▶ [PROBLEM REQUIREMENTS]:
List each line of the items below that contains the word "guitar".

▶ [ENTRIES PROVIDED]:

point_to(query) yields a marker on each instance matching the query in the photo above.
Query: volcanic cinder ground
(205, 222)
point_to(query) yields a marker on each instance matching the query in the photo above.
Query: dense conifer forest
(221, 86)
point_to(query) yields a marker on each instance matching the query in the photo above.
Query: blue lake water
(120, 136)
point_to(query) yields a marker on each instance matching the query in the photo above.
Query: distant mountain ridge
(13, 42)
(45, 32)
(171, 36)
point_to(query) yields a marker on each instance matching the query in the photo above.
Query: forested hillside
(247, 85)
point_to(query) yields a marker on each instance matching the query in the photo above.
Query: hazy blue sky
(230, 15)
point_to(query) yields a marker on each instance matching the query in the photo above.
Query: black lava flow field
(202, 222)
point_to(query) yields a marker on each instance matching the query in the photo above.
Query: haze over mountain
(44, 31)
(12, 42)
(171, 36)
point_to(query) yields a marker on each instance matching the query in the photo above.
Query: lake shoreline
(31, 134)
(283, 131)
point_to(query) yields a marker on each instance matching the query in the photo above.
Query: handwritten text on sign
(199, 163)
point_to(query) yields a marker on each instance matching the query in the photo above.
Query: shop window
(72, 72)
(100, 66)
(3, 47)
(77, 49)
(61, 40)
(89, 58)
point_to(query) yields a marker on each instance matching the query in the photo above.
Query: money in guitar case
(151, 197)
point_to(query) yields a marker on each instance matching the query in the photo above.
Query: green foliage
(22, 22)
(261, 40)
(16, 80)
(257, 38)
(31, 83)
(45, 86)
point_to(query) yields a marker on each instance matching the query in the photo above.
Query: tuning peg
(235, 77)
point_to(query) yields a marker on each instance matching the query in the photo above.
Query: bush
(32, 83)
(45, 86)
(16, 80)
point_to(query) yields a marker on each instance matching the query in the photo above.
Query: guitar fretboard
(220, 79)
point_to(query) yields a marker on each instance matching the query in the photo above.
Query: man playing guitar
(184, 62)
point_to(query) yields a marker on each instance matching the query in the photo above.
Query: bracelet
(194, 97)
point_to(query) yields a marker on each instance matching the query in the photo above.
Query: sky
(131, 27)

▶ [THE OUTPUT]:
Query: money in guitar case
Query: guitar fretboard
Query: man playing guitar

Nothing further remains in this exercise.